(Data entries)
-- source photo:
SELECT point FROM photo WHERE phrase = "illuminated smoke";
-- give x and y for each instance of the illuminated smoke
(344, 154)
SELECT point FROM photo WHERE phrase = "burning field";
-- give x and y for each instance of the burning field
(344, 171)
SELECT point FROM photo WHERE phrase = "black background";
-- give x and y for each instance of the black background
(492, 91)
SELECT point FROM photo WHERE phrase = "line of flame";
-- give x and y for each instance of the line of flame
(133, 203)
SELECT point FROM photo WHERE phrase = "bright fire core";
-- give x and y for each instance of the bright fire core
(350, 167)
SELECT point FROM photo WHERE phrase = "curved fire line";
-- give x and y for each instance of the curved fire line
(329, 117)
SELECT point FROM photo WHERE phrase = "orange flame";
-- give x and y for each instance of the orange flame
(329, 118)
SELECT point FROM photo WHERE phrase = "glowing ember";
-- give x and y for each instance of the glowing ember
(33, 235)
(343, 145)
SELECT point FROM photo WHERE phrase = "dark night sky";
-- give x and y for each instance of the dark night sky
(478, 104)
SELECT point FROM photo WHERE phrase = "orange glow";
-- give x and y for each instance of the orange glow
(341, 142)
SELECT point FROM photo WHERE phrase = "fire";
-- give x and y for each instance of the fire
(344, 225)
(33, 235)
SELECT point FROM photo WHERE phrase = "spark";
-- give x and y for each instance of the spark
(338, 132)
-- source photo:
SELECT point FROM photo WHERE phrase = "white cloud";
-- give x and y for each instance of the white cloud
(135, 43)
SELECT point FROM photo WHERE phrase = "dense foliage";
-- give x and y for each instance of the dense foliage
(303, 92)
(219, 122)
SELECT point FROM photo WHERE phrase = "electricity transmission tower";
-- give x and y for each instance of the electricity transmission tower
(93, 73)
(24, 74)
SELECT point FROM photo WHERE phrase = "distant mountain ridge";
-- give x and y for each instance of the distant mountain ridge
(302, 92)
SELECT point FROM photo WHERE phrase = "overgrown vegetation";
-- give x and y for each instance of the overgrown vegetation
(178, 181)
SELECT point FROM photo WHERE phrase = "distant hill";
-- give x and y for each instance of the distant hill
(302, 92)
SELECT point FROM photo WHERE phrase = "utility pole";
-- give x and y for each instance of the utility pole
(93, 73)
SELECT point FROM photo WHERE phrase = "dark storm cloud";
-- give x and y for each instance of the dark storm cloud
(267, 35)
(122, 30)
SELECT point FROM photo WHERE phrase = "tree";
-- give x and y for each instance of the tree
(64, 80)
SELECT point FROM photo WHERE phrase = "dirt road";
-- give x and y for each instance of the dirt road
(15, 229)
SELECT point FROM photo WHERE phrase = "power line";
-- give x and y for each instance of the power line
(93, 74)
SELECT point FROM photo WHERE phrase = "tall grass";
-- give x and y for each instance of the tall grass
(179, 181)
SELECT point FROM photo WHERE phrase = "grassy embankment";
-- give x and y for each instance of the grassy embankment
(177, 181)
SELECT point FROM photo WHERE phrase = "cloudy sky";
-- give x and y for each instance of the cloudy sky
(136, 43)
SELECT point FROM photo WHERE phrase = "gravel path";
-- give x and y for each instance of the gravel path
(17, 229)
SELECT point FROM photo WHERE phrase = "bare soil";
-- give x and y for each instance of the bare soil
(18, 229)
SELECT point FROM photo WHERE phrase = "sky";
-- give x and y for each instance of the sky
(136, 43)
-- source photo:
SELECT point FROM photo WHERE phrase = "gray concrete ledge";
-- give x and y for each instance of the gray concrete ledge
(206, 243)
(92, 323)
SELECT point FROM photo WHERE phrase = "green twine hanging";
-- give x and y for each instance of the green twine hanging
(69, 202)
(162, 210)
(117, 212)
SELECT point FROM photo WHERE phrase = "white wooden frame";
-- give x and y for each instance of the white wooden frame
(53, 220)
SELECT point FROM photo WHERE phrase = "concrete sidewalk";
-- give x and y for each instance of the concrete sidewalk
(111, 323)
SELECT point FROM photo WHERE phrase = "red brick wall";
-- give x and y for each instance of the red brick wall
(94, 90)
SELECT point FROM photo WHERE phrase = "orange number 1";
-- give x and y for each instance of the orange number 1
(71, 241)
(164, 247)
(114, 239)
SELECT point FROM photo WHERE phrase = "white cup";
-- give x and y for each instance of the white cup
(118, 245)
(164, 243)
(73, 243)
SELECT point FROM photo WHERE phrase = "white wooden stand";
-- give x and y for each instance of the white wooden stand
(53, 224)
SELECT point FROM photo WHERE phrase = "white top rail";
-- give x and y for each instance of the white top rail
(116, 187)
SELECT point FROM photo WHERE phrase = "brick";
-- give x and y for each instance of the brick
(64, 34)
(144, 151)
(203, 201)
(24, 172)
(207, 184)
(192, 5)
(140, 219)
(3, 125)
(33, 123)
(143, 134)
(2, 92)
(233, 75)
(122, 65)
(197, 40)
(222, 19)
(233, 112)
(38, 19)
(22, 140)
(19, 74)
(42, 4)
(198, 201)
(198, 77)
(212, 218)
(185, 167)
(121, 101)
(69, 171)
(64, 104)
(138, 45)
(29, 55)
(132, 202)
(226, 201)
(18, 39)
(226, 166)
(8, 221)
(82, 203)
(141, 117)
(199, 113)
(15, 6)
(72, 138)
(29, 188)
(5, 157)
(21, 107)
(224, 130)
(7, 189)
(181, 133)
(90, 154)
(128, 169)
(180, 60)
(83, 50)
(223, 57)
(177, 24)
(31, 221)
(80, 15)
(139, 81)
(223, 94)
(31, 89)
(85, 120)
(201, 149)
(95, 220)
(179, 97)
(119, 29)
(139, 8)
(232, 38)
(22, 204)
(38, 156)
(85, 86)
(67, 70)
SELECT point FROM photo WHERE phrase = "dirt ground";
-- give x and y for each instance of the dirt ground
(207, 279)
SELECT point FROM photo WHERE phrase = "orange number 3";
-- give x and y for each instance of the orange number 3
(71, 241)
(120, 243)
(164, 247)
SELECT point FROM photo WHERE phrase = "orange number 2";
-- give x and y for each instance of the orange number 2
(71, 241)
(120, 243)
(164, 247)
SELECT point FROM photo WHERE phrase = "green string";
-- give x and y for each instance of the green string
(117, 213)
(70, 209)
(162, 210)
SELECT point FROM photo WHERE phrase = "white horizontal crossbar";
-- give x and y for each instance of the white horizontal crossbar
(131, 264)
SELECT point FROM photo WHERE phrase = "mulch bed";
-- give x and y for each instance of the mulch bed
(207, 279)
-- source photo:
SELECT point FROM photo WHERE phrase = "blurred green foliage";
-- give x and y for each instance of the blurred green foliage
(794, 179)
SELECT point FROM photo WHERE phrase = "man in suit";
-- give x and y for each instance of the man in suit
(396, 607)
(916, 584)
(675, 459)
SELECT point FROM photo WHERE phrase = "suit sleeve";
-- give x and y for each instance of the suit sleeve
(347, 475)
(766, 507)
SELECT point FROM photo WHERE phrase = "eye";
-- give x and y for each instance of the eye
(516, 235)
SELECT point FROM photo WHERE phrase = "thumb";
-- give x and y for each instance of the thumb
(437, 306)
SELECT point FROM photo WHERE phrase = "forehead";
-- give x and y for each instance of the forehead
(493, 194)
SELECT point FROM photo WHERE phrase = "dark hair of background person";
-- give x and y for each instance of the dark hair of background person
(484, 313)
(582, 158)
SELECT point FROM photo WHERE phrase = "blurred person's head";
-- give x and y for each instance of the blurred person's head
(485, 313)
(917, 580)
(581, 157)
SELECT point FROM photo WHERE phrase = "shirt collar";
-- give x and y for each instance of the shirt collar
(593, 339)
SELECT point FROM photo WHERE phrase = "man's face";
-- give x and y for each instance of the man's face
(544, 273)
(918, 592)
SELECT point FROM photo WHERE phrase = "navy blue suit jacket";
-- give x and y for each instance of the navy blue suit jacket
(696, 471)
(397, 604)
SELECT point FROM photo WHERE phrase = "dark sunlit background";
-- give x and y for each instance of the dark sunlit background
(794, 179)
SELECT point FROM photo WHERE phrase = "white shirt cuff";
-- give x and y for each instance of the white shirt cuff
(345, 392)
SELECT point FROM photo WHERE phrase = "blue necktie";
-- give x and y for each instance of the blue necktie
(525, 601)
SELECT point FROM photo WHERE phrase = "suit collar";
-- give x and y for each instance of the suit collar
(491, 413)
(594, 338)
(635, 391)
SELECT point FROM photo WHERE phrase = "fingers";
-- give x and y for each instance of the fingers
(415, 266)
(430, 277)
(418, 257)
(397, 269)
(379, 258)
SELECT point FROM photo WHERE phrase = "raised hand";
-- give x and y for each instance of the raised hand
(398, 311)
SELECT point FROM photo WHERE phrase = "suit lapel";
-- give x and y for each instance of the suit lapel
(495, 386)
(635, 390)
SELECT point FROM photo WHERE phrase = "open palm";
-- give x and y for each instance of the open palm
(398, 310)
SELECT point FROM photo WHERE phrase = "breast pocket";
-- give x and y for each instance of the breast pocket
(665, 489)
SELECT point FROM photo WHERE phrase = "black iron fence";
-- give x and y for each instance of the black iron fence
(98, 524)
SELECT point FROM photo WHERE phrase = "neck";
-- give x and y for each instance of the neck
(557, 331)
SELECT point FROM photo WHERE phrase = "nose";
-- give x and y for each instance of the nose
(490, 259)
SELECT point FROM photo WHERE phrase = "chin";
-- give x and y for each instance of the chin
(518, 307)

(Required task)
Find every line in the rows above that contains the word "breast" and copy each one.

(Response to this exercise)
SELECT point FROM photo WHERE phrase = "breast pocket";
-- give x and y for each instance of the breast pocket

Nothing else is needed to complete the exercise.